Page excerpt:
CP RAIL WORKER STRIKE: Surrey Board of Trade Urges Federal Government to Implement Back-to-Work Legislation if CP Rail Strike Happens

Teamsters Canada Rail Conference, the union group representing rail workers, has issued a strike notice to the Canadian Pacific Railway network.

“One-third of Surrey’s land base is dedicated to agricultural production,” said Anita Huberman, President & CEO, Surrey Board of Trade. “The potential CP Rail labour strike will have a devastating impact on the entire agriculture value-chain that has already suffered through drought, wildfires, flooding, blockades, the pandemic, snowfall and more.”

The Federal Government needs to:

1.     Implement Back-to-Work Legislation if CP Rail Strike occurs

2.     Introduce legislation to designate rail service as an essential service to prevent future rail disruptions that are caused by labour disputes

Rail service is essential to get grain, for example, from the Prairies to ports across Canada and North America for global distribution. This is not the first time that rail infrastructure challenges have resulted in irreparable damage to Canada’s reputation with its global customers.

The impacts will be felt mostly by Canadian consumers not only at the grocery store but through the hospitality industry as well as events serving food will face significant price surges and supply challenges.

Railways need to move fertilizer, potash, nitrogen and other crop chemicals to retail locations just ahead of spring planting. Without such products, harvests will be reduced.

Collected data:
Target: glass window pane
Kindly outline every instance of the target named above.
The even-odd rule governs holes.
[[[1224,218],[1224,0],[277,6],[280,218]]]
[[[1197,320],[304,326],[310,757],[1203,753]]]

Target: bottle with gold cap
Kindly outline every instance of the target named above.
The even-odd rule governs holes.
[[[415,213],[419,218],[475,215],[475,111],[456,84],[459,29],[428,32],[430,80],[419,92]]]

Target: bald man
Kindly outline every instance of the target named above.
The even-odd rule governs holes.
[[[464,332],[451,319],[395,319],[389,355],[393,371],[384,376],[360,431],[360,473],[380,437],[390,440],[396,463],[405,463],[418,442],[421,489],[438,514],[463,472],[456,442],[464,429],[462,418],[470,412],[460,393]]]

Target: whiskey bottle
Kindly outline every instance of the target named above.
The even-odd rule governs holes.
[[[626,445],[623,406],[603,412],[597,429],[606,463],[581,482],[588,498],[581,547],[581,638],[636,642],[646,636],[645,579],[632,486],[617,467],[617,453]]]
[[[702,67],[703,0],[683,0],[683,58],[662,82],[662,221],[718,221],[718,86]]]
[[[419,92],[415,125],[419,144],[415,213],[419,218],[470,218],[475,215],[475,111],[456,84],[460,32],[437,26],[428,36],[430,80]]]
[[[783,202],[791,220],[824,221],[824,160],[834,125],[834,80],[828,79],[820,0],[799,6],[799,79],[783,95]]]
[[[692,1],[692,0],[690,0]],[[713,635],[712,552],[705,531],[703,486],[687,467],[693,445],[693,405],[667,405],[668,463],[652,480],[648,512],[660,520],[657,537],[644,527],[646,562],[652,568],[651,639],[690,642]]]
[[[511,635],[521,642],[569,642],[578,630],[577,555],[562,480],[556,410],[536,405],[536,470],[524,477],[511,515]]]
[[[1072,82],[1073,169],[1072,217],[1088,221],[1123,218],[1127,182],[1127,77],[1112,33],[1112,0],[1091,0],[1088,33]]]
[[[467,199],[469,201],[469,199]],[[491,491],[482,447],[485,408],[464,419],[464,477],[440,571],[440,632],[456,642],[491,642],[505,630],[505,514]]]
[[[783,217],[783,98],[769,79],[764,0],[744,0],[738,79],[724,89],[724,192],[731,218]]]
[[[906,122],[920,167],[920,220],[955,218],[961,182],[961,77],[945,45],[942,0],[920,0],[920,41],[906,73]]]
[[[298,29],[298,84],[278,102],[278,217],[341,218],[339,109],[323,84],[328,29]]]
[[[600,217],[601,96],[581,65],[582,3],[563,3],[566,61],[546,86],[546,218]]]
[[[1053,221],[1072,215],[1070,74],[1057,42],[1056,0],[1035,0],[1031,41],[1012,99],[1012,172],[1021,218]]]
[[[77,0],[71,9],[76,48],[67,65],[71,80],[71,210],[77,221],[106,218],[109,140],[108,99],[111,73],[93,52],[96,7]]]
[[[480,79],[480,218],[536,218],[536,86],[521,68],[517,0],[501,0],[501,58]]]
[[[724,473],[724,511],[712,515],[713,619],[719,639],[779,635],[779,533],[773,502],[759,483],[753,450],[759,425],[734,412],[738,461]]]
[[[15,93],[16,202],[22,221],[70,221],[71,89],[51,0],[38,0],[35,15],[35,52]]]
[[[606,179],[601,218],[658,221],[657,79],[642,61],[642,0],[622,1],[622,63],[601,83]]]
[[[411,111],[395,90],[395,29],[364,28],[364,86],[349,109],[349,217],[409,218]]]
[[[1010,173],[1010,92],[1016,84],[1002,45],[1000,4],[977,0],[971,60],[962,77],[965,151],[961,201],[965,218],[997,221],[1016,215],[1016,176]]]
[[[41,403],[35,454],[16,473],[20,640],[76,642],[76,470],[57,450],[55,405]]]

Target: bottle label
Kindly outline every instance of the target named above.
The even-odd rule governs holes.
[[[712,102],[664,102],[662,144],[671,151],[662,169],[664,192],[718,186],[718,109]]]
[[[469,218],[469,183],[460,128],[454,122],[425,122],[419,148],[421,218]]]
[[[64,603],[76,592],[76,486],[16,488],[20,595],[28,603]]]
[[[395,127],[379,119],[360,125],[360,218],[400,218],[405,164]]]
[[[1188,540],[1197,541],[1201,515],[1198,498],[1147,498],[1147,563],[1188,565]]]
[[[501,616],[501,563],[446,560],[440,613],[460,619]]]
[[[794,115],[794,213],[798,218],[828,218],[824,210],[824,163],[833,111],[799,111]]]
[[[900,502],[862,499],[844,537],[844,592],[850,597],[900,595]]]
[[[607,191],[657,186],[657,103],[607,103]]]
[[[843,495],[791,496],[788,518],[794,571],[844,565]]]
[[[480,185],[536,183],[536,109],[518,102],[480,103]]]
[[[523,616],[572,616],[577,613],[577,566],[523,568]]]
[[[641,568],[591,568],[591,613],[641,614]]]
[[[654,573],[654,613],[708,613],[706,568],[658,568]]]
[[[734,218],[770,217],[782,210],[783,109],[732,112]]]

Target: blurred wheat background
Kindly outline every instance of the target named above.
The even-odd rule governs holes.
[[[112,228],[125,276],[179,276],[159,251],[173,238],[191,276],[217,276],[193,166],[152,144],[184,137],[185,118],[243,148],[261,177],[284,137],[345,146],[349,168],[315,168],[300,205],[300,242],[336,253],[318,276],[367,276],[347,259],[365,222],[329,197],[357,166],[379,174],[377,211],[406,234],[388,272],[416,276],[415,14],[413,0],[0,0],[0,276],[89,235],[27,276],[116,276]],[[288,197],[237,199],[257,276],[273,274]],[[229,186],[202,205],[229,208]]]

Task goal: Print the passage of the CP Rail strike statement between "Railways need to move" and "will be reduced.", inclusive, reproducing its wording without alteration.

Solution to the exercise:
Railways need to move fertilizer, potash, nitrogen and other crop chemicals to retail locations just ahead of spring planting. Without such products, harvests will be reduced.